What you are asked to do
Collect every line of the items below that contains the word "blurred".

Input for this task
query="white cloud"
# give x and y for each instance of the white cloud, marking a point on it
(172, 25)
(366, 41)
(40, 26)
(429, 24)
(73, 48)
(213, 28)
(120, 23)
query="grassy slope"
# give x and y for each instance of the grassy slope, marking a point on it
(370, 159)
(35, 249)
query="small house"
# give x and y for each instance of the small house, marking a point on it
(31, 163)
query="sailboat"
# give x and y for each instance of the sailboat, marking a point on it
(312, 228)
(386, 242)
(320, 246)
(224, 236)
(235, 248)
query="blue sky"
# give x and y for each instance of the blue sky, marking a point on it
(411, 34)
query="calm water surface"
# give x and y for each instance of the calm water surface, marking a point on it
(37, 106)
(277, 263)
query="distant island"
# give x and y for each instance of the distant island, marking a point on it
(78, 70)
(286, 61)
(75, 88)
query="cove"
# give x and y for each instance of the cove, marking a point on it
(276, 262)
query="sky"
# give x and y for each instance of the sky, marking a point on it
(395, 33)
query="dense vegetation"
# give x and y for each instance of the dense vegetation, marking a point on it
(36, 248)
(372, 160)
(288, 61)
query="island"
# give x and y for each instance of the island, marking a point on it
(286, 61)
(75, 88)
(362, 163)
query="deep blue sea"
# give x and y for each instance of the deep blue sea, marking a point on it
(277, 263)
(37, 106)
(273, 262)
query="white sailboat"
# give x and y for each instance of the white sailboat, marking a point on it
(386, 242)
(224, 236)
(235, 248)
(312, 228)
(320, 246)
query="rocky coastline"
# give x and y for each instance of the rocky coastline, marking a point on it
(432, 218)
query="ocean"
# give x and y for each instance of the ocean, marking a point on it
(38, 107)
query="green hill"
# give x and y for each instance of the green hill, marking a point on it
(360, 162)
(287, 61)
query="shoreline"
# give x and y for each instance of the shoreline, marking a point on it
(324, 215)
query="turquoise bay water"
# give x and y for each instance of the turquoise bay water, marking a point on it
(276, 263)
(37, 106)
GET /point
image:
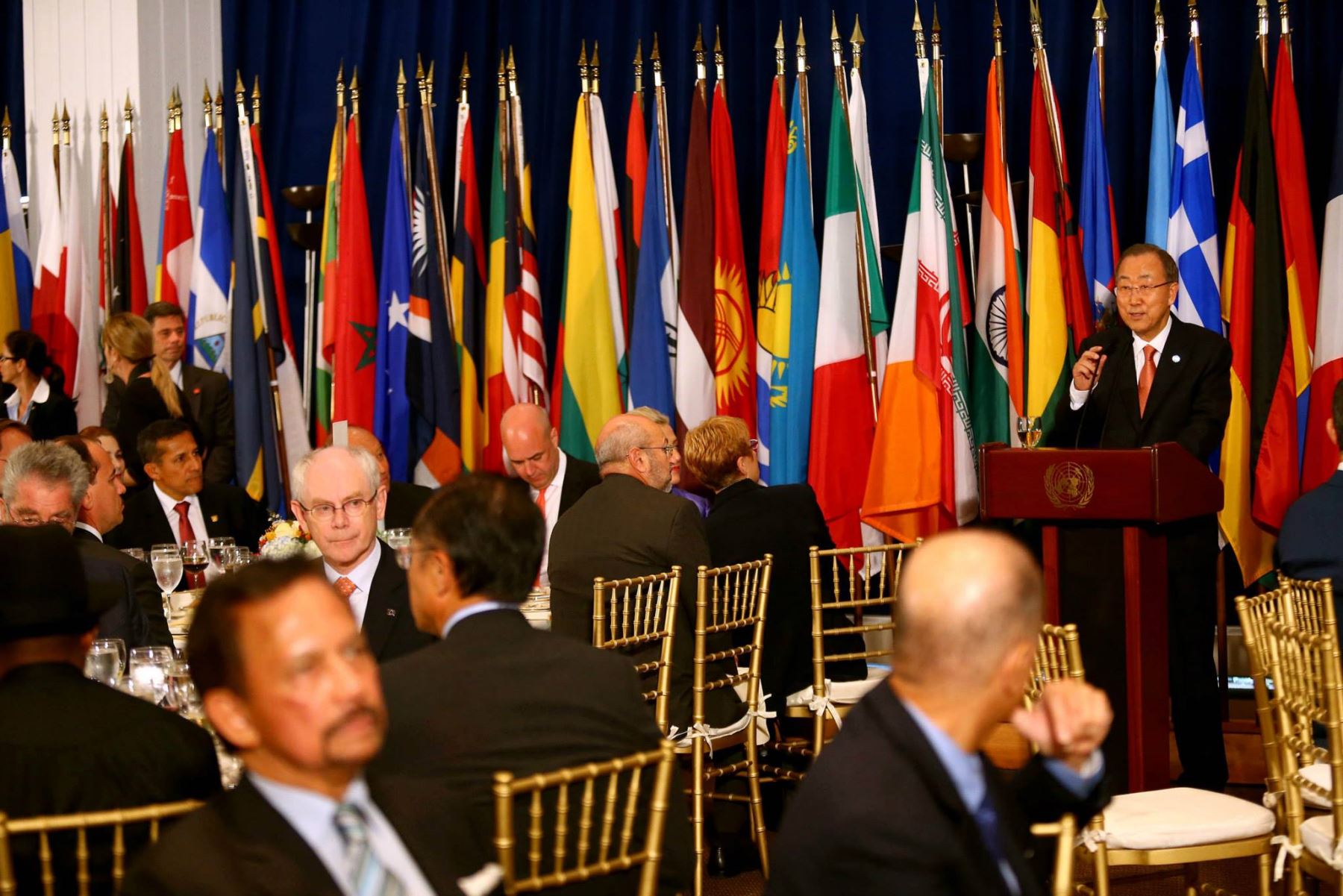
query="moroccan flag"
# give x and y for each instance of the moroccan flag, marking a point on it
(733, 342)
(1321, 454)
(921, 477)
(998, 348)
(172, 275)
(842, 413)
(1280, 468)
(468, 290)
(391, 404)
(768, 333)
(587, 382)
(131, 285)
(431, 372)
(354, 362)
(1255, 301)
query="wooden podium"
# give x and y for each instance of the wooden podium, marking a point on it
(1136, 489)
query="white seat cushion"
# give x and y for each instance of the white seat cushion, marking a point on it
(1182, 817)
(842, 691)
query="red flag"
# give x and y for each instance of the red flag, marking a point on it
(356, 297)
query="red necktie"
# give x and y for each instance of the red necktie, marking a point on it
(1145, 379)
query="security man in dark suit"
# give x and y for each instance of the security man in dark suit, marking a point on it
(522, 701)
(1154, 379)
(70, 745)
(904, 801)
(290, 686)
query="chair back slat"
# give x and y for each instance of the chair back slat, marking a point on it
(550, 795)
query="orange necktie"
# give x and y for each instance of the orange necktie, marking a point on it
(1145, 379)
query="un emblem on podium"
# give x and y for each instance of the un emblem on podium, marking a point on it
(1069, 485)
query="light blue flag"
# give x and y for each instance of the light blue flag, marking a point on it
(651, 363)
(391, 404)
(798, 300)
(1161, 157)
(1192, 234)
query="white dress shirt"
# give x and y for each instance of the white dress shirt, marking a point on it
(1076, 397)
(40, 397)
(363, 579)
(194, 513)
(552, 515)
(313, 817)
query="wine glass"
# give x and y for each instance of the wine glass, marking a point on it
(107, 660)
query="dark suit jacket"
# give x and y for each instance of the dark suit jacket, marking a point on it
(137, 617)
(519, 701)
(579, 476)
(747, 521)
(241, 844)
(72, 745)
(228, 511)
(619, 530)
(880, 815)
(389, 624)
(403, 504)
(211, 404)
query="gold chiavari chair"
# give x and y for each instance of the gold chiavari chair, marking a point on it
(638, 615)
(1307, 695)
(81, 824)
(844, 579)
(730, 599)
(601, 809)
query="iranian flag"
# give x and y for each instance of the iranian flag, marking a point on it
(921, 476)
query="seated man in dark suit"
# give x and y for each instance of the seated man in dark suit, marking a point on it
(904, 801)
(403, 498)
(181, 505)
(557, 480)
(339, 496)
(747, 521)
(290, 686)
(520, 701)
(70, 745)
(50, 484)
(1309, 545)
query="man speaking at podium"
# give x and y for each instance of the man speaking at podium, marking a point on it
(1154, 379)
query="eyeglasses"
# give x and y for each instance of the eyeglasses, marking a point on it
(1142, 290)
(325, 512)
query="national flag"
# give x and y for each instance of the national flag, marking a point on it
(207, 317)
(1321, 453)
(587, 380)
(733, 330)
(391, 406)
(795, 307)
(1255, 295)
(842, 411)
(693, 371)
(355, 344)
(998, 350)
(1277, 478)
(1101, 236)
(1161, 156)
(468, 290)
(921, 476)
(19, 245)
(431, 374)
(176, 243)
(771, 320)
(651, 364)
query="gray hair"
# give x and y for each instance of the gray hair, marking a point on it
(50, 463)
(624, 436)
(298, 476)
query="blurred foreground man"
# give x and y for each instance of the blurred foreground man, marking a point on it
(904, 801)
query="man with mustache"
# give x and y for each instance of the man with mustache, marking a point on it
(290, 686)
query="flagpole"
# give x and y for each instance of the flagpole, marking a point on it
(859, 239)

Response for this exercise
query="blurred foreground man"
# give x and y for each instance of the blurred foreground man, marking a point on it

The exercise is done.